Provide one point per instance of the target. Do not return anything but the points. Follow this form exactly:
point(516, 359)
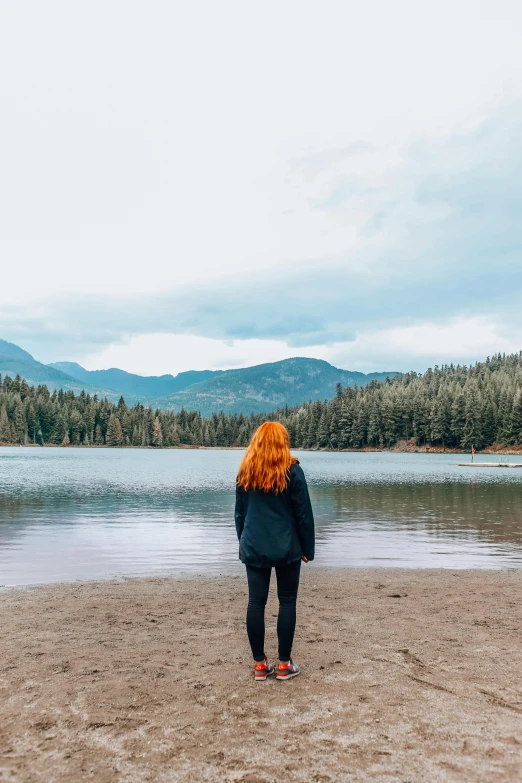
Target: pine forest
point(450, 407)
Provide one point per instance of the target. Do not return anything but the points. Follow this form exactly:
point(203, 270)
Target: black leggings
point(287, 587)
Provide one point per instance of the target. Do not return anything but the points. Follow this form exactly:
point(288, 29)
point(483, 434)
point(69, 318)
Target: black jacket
point(275, 529)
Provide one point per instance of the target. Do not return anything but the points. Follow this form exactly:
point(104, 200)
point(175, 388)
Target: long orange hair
point(267, 460)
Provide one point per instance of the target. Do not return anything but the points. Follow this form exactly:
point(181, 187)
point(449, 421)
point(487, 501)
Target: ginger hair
point(267, 460)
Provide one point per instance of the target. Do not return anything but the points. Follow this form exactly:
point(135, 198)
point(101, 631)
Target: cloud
point(438, 238)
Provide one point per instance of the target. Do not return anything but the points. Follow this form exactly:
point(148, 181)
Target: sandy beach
point(407, 676)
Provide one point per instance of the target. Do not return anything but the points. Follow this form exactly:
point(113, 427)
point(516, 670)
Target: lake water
point(68, 514)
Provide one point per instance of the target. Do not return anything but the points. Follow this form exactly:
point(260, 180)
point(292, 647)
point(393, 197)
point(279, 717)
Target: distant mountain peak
point(12, 351)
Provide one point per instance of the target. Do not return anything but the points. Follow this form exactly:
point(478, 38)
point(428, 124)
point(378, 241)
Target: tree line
point(452, 406)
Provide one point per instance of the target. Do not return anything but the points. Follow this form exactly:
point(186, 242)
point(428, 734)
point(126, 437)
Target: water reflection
point(74, 514)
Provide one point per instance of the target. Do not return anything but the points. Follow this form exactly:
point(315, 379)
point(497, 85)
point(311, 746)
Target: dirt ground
point(407, 676)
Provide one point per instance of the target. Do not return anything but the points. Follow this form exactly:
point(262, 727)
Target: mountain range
point(257, 389)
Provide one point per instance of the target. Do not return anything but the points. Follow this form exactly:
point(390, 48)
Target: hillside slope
point(132, 386)
point(15, 361)
point(267, 387)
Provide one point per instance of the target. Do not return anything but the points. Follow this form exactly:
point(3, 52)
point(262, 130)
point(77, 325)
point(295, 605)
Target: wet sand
point(407, 676)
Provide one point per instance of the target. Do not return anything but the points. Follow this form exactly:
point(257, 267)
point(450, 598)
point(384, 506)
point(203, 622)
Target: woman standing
point(275, 528)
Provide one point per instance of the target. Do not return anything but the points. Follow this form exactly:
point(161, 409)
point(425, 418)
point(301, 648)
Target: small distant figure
point(275, 528)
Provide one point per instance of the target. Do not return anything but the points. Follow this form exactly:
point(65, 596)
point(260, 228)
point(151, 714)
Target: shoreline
point(397, 449)
point(407, 675)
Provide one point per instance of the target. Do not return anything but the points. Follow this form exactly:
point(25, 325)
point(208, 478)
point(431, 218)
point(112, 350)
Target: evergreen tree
point(6, 435)
point(114, 435)
point(157, 434)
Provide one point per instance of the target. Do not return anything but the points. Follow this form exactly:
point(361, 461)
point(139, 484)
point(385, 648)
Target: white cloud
point(402, 348)
point(163, 154)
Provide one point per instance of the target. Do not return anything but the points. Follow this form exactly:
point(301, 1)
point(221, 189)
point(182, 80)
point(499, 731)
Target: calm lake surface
point(68, 514)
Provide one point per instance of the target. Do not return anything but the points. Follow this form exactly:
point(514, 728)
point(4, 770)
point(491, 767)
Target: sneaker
point(262, 670)
point(285, 671)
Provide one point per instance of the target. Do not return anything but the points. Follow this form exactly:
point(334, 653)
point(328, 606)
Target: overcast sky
point(219, 184)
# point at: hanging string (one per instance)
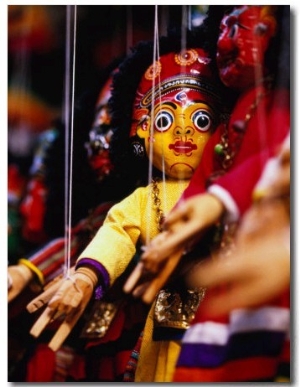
============================================================
▶ [Action item] In the listing above, find the line containing "point(361, 461)" and the line containing "point(514, 728)", then repeat those two lines and everything between them exactly.

▶ [Exercise answer]
point(361, 461)
point(139, 484)
point(385, 648)
Target: white cloud
point(402, 348)
point(163, 154)
Provide one point per instance of the target. Do not return anything but the points. Follow this form exactly:
point(301, 1)
point(221, 189)
point(182, 80)
point(499, 731)
Target: calm lake surface
point(68, 514)
Provide one point per instance of the target. Do not return anything but the points. Follow this form exactly:
point(514, 728)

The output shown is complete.